## Extract provided
-- Start --

AttentionLite: Towards Efficient Self-Attention Models for Vision

Sairam_Sundaresan · ‎06-30-2022

Published July 22nd, 2021

Sairam Sundaresan is a deep learning researcher at Intel Labs, where he focuses on developing artificial intelligence (AI) solutions and exploring efficient AI algorithms for various modalities such as vision and language.

Highlights:

Transformers and self-attention, in general, have shown great promise in replacing convolutional neural networks for a variety of tasks.
Intel Labs has created a novel framework for producing a class of parameter- and compute-efficient models called AttentionLite, which leverages recent advances in self-attention as a substitute for convolutions. AttentionLite can simultaneously distill knowledge from a compute-heavy teacher while also pruning the student model in a single pass of training, resulting in considerably reduced training and fine-tuning times. In addition, AttentionLite models can achieve up to 30x parameter efficiency and 2x computation efficiency with no significant accuracy drop compared to their teacher.

Convolutional neural networks (CNNs) have been the backbone for several computer vision tasks, including image recognition, object detection, and image segmentation. Despite their strengths, convolutional networks suffer from a few limitations. First, they are content-agnostic, meaning that the same weights are applied at all locations of an input feature map. Second, both parameter count and floating-point operations (FLOPs) scale poorly with an increase in the receptive field, which is essential for capturing long-range interaction of pixels. To mitigate this, prior work has turned to knowledge distillation and pruning.

At the Intel AI Lab, we wondered if we could take advantage of self-attention mechanisms which have been used to completely replace convolutions in vision models in recent work. Why? Because they typically consume fewer parameters and FLOPs, scale much better with larger receptive fields, are highly parallelizable, and can be accelerated in suitable hardware. To build a class of compact models for vision tasks, we explored the possibility of combining them with distillation and pruning.

Figure 1

This led to our joint model optimization framework called sparse distillation, wherein we exploit the benefits from pruning, distillation, and self-attention mechanisms. Using a compute-heavy CNN with rich positional information as a teacher, we distill knowledge into a self-attention-based student model. Simultaneously, we enforce the idea of sparse learning of the student to yield a pruned self-attention model as detailed in Figure 1 above.

-- End --

## Stored records

-- Start --

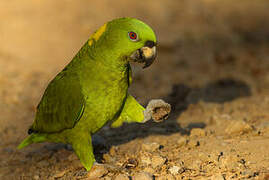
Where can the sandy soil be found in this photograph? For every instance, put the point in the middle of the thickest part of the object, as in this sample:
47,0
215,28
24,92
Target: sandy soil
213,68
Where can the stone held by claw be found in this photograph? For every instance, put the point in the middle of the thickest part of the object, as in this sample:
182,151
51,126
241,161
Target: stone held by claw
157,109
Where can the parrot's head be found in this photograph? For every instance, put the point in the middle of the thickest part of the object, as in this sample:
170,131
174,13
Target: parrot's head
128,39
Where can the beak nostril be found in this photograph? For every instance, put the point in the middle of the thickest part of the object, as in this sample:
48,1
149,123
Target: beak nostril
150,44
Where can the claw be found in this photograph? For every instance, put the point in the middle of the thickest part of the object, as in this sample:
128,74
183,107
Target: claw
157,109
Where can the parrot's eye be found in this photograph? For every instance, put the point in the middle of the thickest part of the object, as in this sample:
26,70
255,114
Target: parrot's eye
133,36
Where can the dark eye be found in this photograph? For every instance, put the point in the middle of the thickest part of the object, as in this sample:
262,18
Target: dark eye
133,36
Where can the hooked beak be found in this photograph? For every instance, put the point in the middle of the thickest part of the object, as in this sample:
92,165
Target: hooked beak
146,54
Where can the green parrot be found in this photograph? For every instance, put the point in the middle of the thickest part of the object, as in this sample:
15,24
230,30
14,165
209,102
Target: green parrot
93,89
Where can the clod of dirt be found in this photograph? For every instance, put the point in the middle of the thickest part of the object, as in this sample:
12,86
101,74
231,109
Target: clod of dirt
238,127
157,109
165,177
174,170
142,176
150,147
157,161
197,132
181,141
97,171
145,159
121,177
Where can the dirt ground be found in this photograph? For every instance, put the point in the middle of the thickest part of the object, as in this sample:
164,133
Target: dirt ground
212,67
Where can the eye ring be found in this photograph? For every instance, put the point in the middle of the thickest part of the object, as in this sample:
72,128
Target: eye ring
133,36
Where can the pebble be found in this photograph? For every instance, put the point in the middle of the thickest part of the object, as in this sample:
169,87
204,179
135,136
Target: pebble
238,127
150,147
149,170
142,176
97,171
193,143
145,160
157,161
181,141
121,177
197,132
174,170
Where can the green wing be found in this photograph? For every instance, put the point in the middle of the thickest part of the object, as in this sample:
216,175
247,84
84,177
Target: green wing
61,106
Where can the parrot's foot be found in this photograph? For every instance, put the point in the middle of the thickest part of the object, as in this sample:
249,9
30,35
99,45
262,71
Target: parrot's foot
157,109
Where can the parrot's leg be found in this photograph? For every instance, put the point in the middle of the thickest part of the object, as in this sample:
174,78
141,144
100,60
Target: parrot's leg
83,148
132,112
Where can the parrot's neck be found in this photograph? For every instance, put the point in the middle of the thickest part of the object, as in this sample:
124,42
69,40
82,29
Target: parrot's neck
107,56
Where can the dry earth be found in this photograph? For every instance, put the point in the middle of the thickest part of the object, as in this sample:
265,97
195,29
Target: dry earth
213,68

-- End --
-- Start --

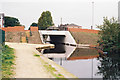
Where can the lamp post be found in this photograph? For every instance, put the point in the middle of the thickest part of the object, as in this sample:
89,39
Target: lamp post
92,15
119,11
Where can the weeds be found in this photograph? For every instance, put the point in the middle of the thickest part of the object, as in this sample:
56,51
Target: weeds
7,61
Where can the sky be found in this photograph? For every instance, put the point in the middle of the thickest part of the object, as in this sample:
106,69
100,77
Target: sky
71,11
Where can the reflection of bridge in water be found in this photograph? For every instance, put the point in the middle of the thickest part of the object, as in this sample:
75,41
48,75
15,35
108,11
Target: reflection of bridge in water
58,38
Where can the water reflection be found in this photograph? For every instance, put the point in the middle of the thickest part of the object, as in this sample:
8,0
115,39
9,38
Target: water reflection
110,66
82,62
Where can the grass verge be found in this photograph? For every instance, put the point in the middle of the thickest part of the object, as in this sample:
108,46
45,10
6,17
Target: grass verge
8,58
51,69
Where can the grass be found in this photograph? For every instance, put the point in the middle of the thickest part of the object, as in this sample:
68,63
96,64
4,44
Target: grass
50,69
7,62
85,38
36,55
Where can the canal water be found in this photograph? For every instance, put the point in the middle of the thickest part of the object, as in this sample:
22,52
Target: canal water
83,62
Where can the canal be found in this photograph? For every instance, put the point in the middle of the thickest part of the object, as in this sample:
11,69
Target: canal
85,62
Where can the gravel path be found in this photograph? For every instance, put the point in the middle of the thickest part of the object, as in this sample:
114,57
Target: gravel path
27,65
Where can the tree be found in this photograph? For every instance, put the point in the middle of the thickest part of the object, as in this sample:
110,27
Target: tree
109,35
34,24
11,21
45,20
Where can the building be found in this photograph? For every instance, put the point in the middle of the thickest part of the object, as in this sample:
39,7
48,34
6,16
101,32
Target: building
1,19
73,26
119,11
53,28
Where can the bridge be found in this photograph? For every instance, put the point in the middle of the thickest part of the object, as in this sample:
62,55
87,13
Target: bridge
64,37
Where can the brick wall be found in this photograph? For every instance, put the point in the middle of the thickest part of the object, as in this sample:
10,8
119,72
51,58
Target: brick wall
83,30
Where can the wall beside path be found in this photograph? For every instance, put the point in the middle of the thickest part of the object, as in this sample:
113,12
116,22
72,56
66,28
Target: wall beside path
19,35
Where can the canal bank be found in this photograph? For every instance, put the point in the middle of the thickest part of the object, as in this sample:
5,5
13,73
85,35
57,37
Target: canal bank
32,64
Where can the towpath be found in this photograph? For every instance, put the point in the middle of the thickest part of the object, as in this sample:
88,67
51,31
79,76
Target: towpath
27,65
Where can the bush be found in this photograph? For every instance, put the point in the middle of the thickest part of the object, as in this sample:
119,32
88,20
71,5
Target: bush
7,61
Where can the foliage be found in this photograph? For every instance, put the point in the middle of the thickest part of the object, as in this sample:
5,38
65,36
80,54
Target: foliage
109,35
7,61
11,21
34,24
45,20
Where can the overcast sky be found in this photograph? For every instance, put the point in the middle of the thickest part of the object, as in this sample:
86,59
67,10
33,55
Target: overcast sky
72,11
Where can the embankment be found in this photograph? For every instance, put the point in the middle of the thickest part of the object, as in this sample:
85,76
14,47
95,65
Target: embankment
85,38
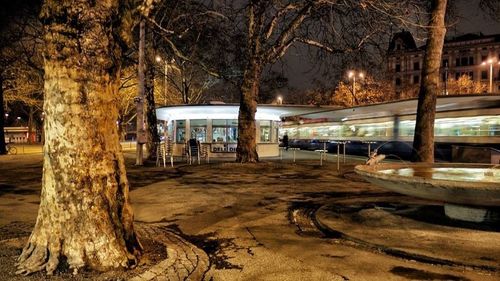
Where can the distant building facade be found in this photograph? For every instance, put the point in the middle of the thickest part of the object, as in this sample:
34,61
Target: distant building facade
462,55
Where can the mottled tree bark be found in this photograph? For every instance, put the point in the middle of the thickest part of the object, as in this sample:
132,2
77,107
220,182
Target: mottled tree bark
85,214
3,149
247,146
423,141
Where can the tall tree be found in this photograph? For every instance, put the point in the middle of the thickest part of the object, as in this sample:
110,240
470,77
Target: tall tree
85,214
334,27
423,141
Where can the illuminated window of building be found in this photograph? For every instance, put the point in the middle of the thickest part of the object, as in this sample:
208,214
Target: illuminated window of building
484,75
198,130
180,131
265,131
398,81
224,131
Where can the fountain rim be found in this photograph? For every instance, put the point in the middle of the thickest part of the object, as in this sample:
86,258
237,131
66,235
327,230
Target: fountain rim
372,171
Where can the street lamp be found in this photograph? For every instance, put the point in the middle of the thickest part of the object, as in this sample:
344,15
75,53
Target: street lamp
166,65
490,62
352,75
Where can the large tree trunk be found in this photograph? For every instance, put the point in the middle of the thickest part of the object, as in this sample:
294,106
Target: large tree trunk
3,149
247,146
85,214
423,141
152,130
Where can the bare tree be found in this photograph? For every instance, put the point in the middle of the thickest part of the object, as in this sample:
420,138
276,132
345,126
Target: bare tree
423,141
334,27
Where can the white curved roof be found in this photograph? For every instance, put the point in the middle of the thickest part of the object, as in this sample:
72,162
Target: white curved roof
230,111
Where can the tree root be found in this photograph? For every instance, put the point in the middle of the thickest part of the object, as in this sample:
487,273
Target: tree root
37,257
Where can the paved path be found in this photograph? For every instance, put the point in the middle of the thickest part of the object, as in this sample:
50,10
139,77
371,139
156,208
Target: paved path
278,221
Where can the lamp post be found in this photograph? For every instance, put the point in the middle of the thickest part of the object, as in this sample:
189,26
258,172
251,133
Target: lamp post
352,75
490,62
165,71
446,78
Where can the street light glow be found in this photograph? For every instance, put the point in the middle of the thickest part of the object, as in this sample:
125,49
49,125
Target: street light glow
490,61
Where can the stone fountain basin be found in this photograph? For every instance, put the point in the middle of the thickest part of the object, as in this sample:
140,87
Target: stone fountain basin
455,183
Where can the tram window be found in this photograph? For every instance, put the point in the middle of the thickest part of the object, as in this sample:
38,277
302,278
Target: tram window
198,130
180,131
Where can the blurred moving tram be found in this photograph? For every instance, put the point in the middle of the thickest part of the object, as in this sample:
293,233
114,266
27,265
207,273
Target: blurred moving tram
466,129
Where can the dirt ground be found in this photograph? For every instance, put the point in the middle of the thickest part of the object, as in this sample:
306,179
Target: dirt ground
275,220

-- End --

## Set of tasks
1 – In the AttentionLite article, what is the name of the joint model optimization framework?
2 – Revise the AttentionLite article from "Sairam Sundaresan is" up to and including "vision and language.", replacing "deep learning" with "machine learning".

## Correct answers
1 – Sparse distillation.

2 –
Sairam Sundaresan is a machine learning researcher at Intel Labs, where he focuses on developing artificial intelligence (AI) solutions and exploring efficient AI algorithms for various modalities such as vision and language.